Texto para leitura |
────────────────────

No último sábado eu acompanhava no SporTV o jogo entre Finlândia e Dinamarca, pela primeira rodada da Eurocopa. Com torcida no estádio, o clima era de festa. Mas aos 41 minutos do primeiro tempo o jogador dinarmaquês Christian Eriksen cai sozinho desmaiado no chão.
As cenas seguintes, televisionadas ao vivo, foram de extrema angústia. Um atleta de alta performance, de apenas 29 anos, sendo reanimado por longos minutos. Para quem não viu falar sobre o assunto, já adianto que Eriksen foi levado ao hospital consciente e estável para ser submetido a uma bateria de exames – UFA!
O fato tão delicado e repentino põe à prova o preparo das marcas para lidar com situações como esta. Em especial, me refiro aqui à conduta do canal SporTV.
E abro um parênteses: compreendo que o assunto poderia ser objeto de uma análise sob a ótica de princípios jornalísticos. Mas enquanto relações-públicas, faço a análise a partir do que acredito ser a prática recomendação de uma comunicação em momento de crise.
Ponto positivo: a condução da narradora Renata Silveira
Renata soube dar o tom certo à transmissão. Visivelmente abalada e emocionada, teve a capacidade e a sensibilidade de lidar com uma situação totalmente atípica à sua rotina de narradora e jornalista esportiva.
Tem até um texto no Buzzfeed repercutindo exclusivamente a condução da Renata. Caso queira ler, aqui o link. A repercussão na internet foi de reconhecimento a ela e seus companheiros de transmissão: Ana Thais Matos e Paulo Nunes.
Sem intervalos: informar ou cuidar dos seus?
Chamou a atenção que a direção do programa o manteve no ar por horas a fio. A audiência, que certamente aumentava a cada minuto, chegava buscando por informações. Mas era nítido que a equipe da transmissão precisava de um intervalo para aliviar a tensão e retomar o fôlego.
Perderia audiência? Talvez sim, um pouco. Mas o que importa mais? Cuidar dos seus profissionais é uma obrigação. E para além das responsabilidades enquanto empregador e o bom senso, tal atitude também impacta na reputação da marca. Basta a gente dar uma pesquisa rápida no Twitter por “SporTV” que veremos muitos comentários sobre isso.
O uso da morte como estratégia de entretenimento.

────────────────────

[Itens de dados]
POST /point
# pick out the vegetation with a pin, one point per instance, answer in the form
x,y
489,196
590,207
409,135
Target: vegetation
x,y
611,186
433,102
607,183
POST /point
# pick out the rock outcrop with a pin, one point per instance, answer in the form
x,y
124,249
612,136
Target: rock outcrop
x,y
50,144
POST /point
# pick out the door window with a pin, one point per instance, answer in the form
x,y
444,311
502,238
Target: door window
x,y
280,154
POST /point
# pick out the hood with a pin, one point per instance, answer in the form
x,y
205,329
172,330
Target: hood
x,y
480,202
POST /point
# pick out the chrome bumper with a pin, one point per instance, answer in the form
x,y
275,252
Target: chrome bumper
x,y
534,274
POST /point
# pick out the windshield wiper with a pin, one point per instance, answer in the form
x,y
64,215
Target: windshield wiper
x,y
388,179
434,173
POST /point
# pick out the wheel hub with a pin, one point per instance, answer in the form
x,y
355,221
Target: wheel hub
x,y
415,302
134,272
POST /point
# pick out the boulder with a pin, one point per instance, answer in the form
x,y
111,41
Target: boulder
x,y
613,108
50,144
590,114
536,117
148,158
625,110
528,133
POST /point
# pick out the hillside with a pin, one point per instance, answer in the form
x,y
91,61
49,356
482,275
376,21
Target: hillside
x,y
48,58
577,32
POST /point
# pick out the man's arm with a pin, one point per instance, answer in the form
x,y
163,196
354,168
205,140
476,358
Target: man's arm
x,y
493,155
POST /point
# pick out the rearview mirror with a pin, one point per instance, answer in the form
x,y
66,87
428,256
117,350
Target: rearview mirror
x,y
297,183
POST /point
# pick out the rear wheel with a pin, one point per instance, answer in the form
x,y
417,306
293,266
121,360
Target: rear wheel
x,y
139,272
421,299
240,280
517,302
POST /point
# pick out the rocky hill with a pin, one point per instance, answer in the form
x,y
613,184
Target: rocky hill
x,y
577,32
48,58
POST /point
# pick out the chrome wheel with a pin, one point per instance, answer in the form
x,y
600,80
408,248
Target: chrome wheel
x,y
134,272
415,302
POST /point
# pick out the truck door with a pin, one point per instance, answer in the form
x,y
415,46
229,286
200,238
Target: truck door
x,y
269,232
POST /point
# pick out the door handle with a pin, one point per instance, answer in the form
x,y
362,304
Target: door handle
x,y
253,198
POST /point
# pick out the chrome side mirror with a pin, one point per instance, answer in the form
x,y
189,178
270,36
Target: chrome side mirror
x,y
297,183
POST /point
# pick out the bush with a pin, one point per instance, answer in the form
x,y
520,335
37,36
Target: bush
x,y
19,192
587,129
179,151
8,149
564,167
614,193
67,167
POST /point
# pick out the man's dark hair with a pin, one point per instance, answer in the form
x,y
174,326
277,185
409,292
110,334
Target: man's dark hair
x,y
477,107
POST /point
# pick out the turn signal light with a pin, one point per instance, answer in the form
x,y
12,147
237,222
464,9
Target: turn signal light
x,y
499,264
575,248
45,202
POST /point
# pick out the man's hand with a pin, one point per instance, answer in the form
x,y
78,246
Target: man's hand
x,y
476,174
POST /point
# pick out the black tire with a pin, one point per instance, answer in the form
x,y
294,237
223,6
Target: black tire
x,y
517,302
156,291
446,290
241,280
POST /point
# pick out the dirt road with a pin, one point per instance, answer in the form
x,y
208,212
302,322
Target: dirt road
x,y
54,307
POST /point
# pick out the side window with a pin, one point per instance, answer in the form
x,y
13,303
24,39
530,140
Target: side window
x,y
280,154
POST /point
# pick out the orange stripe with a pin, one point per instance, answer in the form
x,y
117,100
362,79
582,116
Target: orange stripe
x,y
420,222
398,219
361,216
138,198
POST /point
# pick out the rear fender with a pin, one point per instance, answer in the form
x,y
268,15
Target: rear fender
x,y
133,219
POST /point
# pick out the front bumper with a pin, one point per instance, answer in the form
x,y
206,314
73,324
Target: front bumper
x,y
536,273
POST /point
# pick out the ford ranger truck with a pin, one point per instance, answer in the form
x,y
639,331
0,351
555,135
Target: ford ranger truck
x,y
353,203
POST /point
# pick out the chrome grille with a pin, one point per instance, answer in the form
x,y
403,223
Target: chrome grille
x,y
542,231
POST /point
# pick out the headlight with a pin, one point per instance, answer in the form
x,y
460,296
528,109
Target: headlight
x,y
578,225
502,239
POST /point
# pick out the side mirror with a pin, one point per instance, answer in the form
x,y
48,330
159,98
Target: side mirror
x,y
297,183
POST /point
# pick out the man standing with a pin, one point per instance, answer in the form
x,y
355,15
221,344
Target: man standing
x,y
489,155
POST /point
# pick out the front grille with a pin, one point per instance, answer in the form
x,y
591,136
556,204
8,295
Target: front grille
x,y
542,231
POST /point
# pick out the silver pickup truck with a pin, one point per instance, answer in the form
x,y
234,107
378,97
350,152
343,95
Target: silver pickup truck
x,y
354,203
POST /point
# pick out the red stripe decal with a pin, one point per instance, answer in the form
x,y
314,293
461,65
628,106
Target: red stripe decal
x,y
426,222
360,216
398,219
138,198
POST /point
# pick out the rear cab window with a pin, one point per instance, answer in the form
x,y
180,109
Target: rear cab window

────────────────────

Problemas e tarefas |
[1] Resuma em duas frases o texto sobre a transmissão do SporTV.
[2] Extraia do texto sobre a transmissão do SporTV o trecho que começa em "O fato tão delicado" e segue até "momento de crise.".

Soluções por tarefa |
[1] No jogo entre Finlândia e Dinamarca, pela Eurocopa, o dinamarquês Christian Eriksen desmaiou em campo e foi reanimado diante das câmeras, sendo depois levado ao hospital consciente e estável. O texto elogia a condução da narradora Renata Silveira, mas questiona o SporTV por manter a transmissão no ar por horas sem intervalo, quando a equipe precisava de uma pausa.

[2]
O fato tão delicado e repentino põe à prova o preparo das marcas para lidar com situações como esta. Em especial, me refiro aqui à conduta do canal SporTV.
E abro um parênteses: compreendo que o assunto poderia ser objeto de uma análise sob a ótica de princípios jornalísticos. Mas enquanto relações-públicas, faço a análise a partir do que acredito ser a prática recomendação de uma comunicação em momento de crise.